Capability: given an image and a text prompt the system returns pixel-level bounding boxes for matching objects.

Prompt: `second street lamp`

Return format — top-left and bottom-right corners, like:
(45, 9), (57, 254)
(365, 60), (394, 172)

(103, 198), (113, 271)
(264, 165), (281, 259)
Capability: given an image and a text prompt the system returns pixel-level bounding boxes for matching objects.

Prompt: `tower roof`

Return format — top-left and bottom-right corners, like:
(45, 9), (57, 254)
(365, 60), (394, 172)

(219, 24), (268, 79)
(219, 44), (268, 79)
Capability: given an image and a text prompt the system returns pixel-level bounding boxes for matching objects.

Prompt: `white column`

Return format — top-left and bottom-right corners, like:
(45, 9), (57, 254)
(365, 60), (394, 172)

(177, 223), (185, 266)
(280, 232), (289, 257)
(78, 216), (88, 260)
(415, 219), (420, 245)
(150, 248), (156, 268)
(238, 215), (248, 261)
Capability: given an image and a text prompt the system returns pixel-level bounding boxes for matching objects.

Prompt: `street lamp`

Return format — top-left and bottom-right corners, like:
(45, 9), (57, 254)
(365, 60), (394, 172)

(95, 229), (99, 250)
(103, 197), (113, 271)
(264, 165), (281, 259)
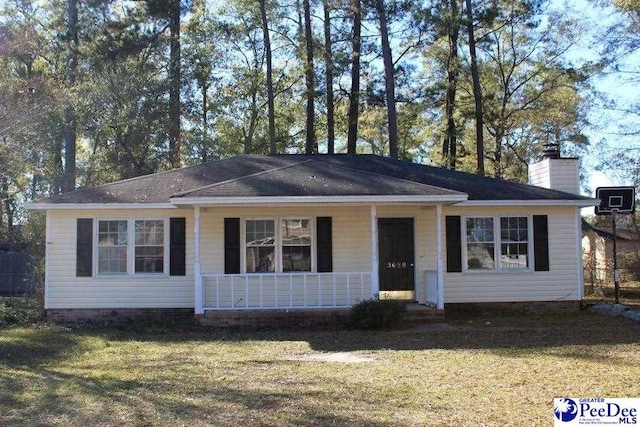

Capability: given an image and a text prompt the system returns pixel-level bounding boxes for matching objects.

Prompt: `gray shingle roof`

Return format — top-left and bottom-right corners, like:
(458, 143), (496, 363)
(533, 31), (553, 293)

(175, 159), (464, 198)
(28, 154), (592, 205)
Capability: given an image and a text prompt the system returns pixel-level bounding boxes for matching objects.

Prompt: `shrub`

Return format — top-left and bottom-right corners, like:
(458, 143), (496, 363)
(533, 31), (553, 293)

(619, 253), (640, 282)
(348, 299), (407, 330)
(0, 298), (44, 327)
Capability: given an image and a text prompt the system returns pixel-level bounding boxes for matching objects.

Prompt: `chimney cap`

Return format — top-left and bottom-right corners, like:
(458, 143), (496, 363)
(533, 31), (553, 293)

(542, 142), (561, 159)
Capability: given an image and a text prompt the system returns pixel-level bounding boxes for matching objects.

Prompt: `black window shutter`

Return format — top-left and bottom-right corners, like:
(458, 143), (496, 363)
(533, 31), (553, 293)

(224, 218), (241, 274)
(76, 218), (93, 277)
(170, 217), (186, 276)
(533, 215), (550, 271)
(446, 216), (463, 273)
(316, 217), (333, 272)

-- Task statement --
Repeat every entry above exactly as written and omit any pictures it holds.

-- Result of the exercise --
Capability: given an image and a text prompt the system returns pixel-level bounding boxes for matching objects.

Prompt: `second street lamp`

Return format — top-left and bottom-right corners, like:
(45, 9), (57, 254)
(365, 60), (394, 172)

(103, 198), (113, 271)
(264, 165), (281, 259)
Capability: given an image and a text prompt the system returns pixel-level bounding boxes for matching objects.

Prompt: `tower roof`

Return format — top-left and bottom-right corners, like:
(45, 9), (57, 254)
(365, 60), (394, 172)

(219, 24), (268, 79)
(219, 44), (268, 79)
Capability: given an image and a text prompt the system returns pixel-level bounding boxes for matching objects.

Prompt: `white column`

Return format — top-left and bottom-right corners, like:
(45, 9), (57, 254)
(365, 60), (394, 172)

(177, 223), (185, 266)
(280, 232), (289, 257)
(78, 216), (88, 260)
(415, 219), (420, 245)
(150, 248), (156, 268)
(238, 215), (248, 261)
Capability: given an image and a text prompt the system returns pixel-level bounding boxes for matching objects.

Prompt: `street lamp`

Return format — top-left and bottom-right corners, like:
(45, 9), (57, 254)
(365, 60), (394, 172)

(95, 229), (99, 250)
(103, 197), (113, 271)
(264, 165), (281, 259)

Capability: given an image and a text prompt the system returns pixel-level bounding boxes for matching objects.

Prompt: `gray shingle roof`

Return format — top-left and bottom-right corners, like:
(458, 143), (496, 363)
(533, 31), (553, 293)

(175, 159), (464, 198)
(28, 154), (592, 205)
Capability: given an image and a text prompt the system returns pixel-level bounding boxes for matching objects.

Prompt: `shrub`

Return format — top-left and bottom-right corners, like:
(458, 143), (496, 363)
(533, 31), (553, 293)

(619, 253), (640, 282)
(348, 299), (407, 330)
(0, 298), (44, 327)
Capability: given an image and a text prompt the system returns pixel-level bounding boxes for matching objects.

Prompt: `chimney cap`

Return format — top-left and bottom-right corners, like:
(458, 143), (496, 363)
(533, 31), (553, 293)

(542, 142), (561, 159)
Capability: given an image and a text prompt the system returns pixel-level bounding boxes for matching objects.

Prompt: `black window shutter`

Return format — top-left and bottom-right corners, like:
(458, 143), (496, 363)
(533, 31), (553, 293)

(224, 218), (241, 274)
(76, 218), (93, 277)
(170, 217), (186, 276)
(533, 215), (550, 271)
(446, 216), (463, 273)
(316, 217), (333, 272)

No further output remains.